▶ Quoted text:
There are no big surprises in this morning's job report from the government. The unemployment rate increased slightly on moderate job growth. It met or slightly exceeded expectations. This is one of the most significant economic indicators we look at every month, and joining us to discuss the Labor Department's report is NPR's Yuki Noguchi. Good morning.

YUKI NOGUCHI, BYLINE: Good morning.

MONTAGNE: What can you tell us about these numbers?

NOGUCHI: There were 175,000 jobs added, and as you said, that pretty much hit the target of what economists had expected. There were some slight revisions to the previous two months, but nothing hugely significant. Overall, I'd say the Labor Market has settled into a rhythm of slow and steady growth that we've seen for some time now. It seems to be unshakeable.

Things had been looking a little more optimistic in the first three months of this year, when we averaged 207,000 net new jobs. And now we're sort of back down to this level that we'd seen last year. Last year's monthly average was 180,000 net new jobs.

▶ Items:
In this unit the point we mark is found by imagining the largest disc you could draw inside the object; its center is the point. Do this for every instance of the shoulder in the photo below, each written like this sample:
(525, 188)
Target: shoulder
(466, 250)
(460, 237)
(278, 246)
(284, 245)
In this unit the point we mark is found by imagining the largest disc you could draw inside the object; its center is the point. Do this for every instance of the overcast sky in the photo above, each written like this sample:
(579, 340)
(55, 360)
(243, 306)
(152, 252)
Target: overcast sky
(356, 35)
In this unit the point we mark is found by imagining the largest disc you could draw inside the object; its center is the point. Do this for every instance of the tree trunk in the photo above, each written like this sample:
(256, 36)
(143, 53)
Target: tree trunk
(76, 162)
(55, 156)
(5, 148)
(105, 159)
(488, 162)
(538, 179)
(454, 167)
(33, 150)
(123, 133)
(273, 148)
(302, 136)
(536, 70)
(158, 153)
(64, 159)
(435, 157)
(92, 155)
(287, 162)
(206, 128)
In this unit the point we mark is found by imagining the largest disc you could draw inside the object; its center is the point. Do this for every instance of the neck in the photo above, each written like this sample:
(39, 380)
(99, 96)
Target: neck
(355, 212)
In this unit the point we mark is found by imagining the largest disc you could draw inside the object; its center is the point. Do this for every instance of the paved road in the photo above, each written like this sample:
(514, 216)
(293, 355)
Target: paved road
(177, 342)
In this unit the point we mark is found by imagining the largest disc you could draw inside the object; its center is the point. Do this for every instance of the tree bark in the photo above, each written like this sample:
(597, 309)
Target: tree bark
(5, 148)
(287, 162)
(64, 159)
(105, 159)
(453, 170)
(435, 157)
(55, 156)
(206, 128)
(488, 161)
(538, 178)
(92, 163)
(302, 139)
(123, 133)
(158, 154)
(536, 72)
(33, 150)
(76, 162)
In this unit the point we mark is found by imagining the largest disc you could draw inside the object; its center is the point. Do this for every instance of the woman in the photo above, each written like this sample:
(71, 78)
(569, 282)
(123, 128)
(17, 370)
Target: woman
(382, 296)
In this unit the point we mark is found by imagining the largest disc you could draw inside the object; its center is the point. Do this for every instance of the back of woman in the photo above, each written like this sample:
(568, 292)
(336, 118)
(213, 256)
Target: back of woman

▶ Set exercise A:
Please swap "economists" for "analysts" and write out the jobs report transcript from "There are no" to "to be unshakeable.".
▶ Set exercise B:
Write the next part of the jobs report transcript, picking up after its last sentence.
The rows have no connection to the jobs report transcript.

▶ Task response A:
There are no big surprises in this morning's job report from the government. The unemployment rate increased slightly on moderate job growth. It met or slightly exceeded expectations. This is one of the most significant economic indicators we look at every month, and joining us to discuss the Labor Department's report is NPR's Yuki Noguchi. Good morning.

YUKI NOGUCHI, BYLINE: Good morning.

MONTAGNE: What can you tell us about these numbers?

NOGUCHI: There were 175,000 jobs added, and as you said, that pretty much hit the target of what analysts had expected. There were some slight revisions to the previous two months, but nothing hugely significant. Overall, I'd say the Labor Market has settled into a rhythm of slow and steady growth that we've seen for some time now. It seems to be unshakeable.

▶ Task response B:
MONTAGNE: And one of the things that is often a factor in determining whether a report is good or bad is what happens with the labor force. I mean, if more people drop out, that can skew the numbers. Did that happen this time?

NOGUCHI: No. In fact, we saw the labor force - that is, the number of people working or looking for work - increase by 420,000. That also explains why the unemployment rate increased slightly from seven-and-a-half to 7.6 percent. You have more people coming back in, and that's a good sign. But it does make the optics of these numbers slightly worse, since it has the effect of raising the unemployment rate. But if there's ever a good reason for the jobless rate to increase, this is it.

MONTAGNE: Right. And one of the things you've said is that the job market is expected to slow this summer. I wonder: Does this report give us any indication about how bad that slowdown might be?

NOGUCHI: We actually have seen job growth decrease since the early part of the year. But as far as government spending cuts, many economists think that the sequester did not have a big impact this month - yet. They say most of that impact will be seen in the summer, and possibly into the fall. But we aren't seeing evidence in this report. People aren't working less or earning less.

MONTAGNE: These are numbers describing most of the economy, but some sectors are doing better than others, and I wonder whether this report says anything about where the jobs are being added and where they're being lost.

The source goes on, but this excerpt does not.